** Objective 1 **
Answer these questions about the passage on Vox and European populism, marking each answer with its letter.
(a) In 2018, where did most migrants arriving in Spain cross from and into?
(b) Which two anti-establishment parties does the passage say favor redistributive economic policies?
(c) Which party does the passage name as calling for confrontation with Russia?
** Objective 2 **
Write out the passage on Vox and European populism word for word, starting with "Until recently, Spain’s" and going on through "from traditional parties.".
** Objective 3 **
How would the passage on Vox and European populism go on? Continue it from its final sentence.

** Document passage **
-.-.-
Until recently, Spain’s run of solid economic growth, along with its multicultural tradition, seemed to inoculate it from the right-wing contagion spreading in other parts of Europe. In 2018, however, Spain received more migrants than any country in Europe, with most crossing from Morocco into Andalusia. That helps to explain Vox’s rise, but the party’s agenda goes beyond immigration. It inveighs against Catalan secession as much as it does against foreigners. Its leaders assail feminists and gay rights, defend gun ownership and bullfighting and call for Spain to assert sovereignty over Gibraltar. And it has capitalized on public anger at corruption scandals involving politicians from traditional parties.

The emergence of Vox highlights the reach and potency of European populism, even in countries that have long been immune to it. It demonstrates that the appeal of far-right parties is not just about Euroskepticism or restricting immigration. Voters often gravitate to populist alternatives for parochial reasons, having more to do with local grievances than with global trends.

To an extent, the disparate nature of populism has led some pro-European political leaders to underestimate the seriousness of the challenge. It’s also why trying to fashion a response remains so difficult.

European populists share some common goals. Like Donald Trump and Brazil’s Jair Bolsonaro, they aim to upend the political order, rattle elites and defend traditional culture from perceived external threats. But populism is far from monolithic. Right-wing populists like Vox and Alternative for Germany support steep tax cuts and reductions in public spending, while other anti-establishment parties that have risen to power, including Italy’s Five Star Movement and Spain’s Podemos, favor redistributive economic policies, with a heavy role for the state.

Disagreements among populists exist on how to address climate change and gay marriage. Some are openly supportive of Vladimir Putin’s Russia (Italy’s Matteo Salvini, Hungary’s Viktor Orban), while others call for confrontation (Poland’s Law and Justice party). Even on their signature issue, immigration, Europe’s populists diverge on how best to handle migrants from Africa, Asia and the Middle East. Italy’s populist government has called for new arrivals to be distributed across the bloc, rather than processed in the country in which they enter — an idea that Hungary and Poland adamantly oppose.
-.-.-
** Provided data **
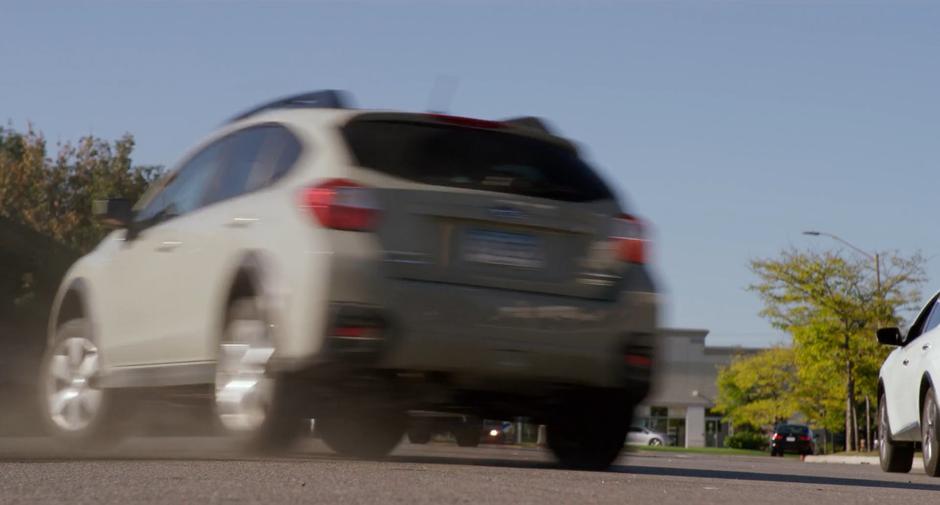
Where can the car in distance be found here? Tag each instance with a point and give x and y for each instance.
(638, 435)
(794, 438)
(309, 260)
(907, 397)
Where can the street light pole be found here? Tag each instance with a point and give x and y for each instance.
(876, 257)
-.-.-
** Exercise result 1 **
(a) From Morocco into Andalusia.
(b) Italy's Five Star Movement and Spain's Podemos.
(c) Poland's Law and Justice party.

** Exercise result 2 **
Until recently, Spain’s run of solid economic growth, along with its multicultural tradition, seemed to inoculate it from the right-wing contagion spreading in other parts of Europe. In 2018, however, Spain received more migrants than any country in Europe, with most crossing from Morocco into Andalusia. That helps to explain Vox’s rise, but the party’s agenda goes beyond immigration. It inveighs against Catalan secession as much as it does against foreigners. Its leaders assail feminists and gay rights, defend gun ownership and bullfighting and call for Spain to assert sovereignty over Gibraltar. And it has capitalized on public anger at corruption scandals involving politicians from traditional parties.

** Exercise result 3 **
Unlike Europe’s established parties on the center-right and center-left, which have historic ties to institutions like trade unions and churches, populist parties lack well-defined constituencies. A 2018 study of voters in 11 Western European countries found that on a demographic and ideological basis, supporters of populist parties had almost nothing in common with each other.

To disaffected voters, however, ideological cohesion matters less than the promise of disruption. In the last decade, populists have catalyzed and benefited from the fragmentation of Europe’s party system. Two anti-establishment parties from opposite ends of the ideological spectrum, The League and the Five Star Movement, now run Italy’s government. Populists are in power in Poland and Hungary and are part of ruling coalitions in the Czech Republic, Latvia, Slovakia and Estonia.

Since 2000, the number of governments with populists in their cabinets has doubled, to at least 15 — and their ranks are likely to grow. An analysis of election results in 31 countries over the last two decades found that support for populist parties in Europe has risen from 7% in 1998 to some 25% today.

As they gain ground in national elections, populists are attempting to join forces across borders. Salvini, Italy’s nationalist deputy prime minister and interior minister, has courted Hungary’s Orban and forged an alliance with Poland’s ruling Law and Justice Party. He has also angered French President Emmanuel Macron by meeting with leaders of the yellow-vest movement, which continues to stage violent protests against Macron.

With far-right parties from Germany, Denmark and Finland, Salvini has launched a new continent-wide coalition, the European Alliance of People and Nations. France’s National Rally, led by Marine Le Pen, has joined Salvini’s alliance, as have smaller nationalist parties in southern and central Europe. Their aim was to galvanize Euroskeptic voters in advance of this week’s elections to the European Parliament and create, for the first time, a unified nationalist bloc in the 751-seat chamber.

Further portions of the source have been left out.